Given passage —

Feminism’s Incompatibility with Christian Faith
by Susan Cyre
Feminist Daphne Hampson, a systematic theologian at the University of St. Andrew, Scotland, writes, “To be a Christian is not simply to preach Jesus’ message. It is also to proclaim a message about Jesus—and therein for a feminist lie all the problems”1 (emphasis mine). Feminism as an ideology with its own set of priorities, goals, and premises competes for our allegiance to the Jesus Christ of Scripture. While feminist ideology can recognize some parts of Jesus’ message as compatible with their own premises and goals, it cannot accept Jesus’ person as the definitive revelation of God. Feminist ideology cannot proclaim a message about Jesus Christ.
This incompatibility is recognized by feminists themselves. Daphne Hampson, baptized in the Church of England, and Mary Daly, a former Roman Catholic, both now reject Christian faith and consider themselves “post-Christian.” Naomi Goldenberg wrote as early as 1979, “The feminist movement in Western culture is engaged in the slow execution of Christ and Yahweh.”2 Referring to early feminist Elizabeth Cady Stanton, Goldenberg wrote, “The first feminist critic of biblical traditions understood that Judaism and Christianity had to be eliminated for the position of women to be significantly improved.”3
The Autonomous Feminist
An underlying premise of feminist ideology is inherited from the modernism that spawned feminism: we are autonomous decision-makers. Phillip Johnson, a University of California law professor, has defined modernism as “the condition that begins when humans understand that God is really dead and that they therefore have to decide all the big questions for themselves.”4 Johnson’s definition applies equally to feminist ideology, and it is this claim to autonomy that makes feminist ideology incompatible with Christian faith.

Material shown —
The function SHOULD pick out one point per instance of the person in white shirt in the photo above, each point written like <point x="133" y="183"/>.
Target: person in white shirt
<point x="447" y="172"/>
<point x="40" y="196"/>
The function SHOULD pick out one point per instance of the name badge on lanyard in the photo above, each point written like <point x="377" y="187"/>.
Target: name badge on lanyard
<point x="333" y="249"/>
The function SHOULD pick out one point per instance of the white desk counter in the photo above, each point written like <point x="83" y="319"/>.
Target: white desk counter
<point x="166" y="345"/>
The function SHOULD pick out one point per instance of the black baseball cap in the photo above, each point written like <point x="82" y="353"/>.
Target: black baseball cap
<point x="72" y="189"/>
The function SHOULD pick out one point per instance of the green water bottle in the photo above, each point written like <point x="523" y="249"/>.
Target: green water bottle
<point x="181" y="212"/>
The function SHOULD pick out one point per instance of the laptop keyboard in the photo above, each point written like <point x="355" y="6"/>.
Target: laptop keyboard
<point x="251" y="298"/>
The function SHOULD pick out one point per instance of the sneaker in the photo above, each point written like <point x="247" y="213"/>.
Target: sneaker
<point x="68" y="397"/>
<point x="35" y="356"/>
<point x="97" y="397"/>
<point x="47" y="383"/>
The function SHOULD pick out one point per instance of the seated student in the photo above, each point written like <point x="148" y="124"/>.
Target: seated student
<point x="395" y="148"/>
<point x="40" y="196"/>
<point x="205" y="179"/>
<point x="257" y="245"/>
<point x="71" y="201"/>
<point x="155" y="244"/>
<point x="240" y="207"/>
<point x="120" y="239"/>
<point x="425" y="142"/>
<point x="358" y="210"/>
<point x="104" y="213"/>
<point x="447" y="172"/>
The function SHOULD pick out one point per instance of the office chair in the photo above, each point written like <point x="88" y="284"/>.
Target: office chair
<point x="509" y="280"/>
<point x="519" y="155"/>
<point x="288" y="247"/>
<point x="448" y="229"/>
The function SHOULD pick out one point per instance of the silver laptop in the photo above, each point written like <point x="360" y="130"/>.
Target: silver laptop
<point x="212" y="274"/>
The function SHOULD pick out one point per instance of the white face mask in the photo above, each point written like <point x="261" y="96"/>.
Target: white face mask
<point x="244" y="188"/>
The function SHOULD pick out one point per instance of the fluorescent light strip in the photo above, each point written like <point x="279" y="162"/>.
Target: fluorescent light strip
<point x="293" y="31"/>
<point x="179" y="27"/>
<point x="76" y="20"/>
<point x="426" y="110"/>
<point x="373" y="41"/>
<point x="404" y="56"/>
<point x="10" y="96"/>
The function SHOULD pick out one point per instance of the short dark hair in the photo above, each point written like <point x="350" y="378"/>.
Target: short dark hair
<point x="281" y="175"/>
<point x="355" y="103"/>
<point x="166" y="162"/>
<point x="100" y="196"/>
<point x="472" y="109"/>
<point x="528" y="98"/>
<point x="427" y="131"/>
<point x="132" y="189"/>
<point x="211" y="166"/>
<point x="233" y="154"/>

Written exercise 1 —
Using the essay on feminism and Christian faith, decide whether each statement agrees with it, and give the deciding words: (a) Daphne Hampson was baptized in the Church of England. (b) Naomi Goldenberg wrote in 1985 that the feminist movement is engaged in the slow execution of Christ and Yahweh. (c) Phillip Johnson is a law professor at the University of California.
Written exercise 2 —
Please filter the records above down to every line that contains the string "counter", and treat uppercase and lowercase as different.

Exercise answer 1 —
(a) Yes: "Daphne Hampson, baptized in the Church of England"
(b) No: "Naomi Goldenberg wrote as early as 1979"
(c) Yes: "Phillip Johnson, a University of California law professor"

Exercise answer 2 —
The function SHOULD pick out one point per instance of the white desk counter in the photo above, each point written like <point x="83" y="319"/>.
Target: white desk counter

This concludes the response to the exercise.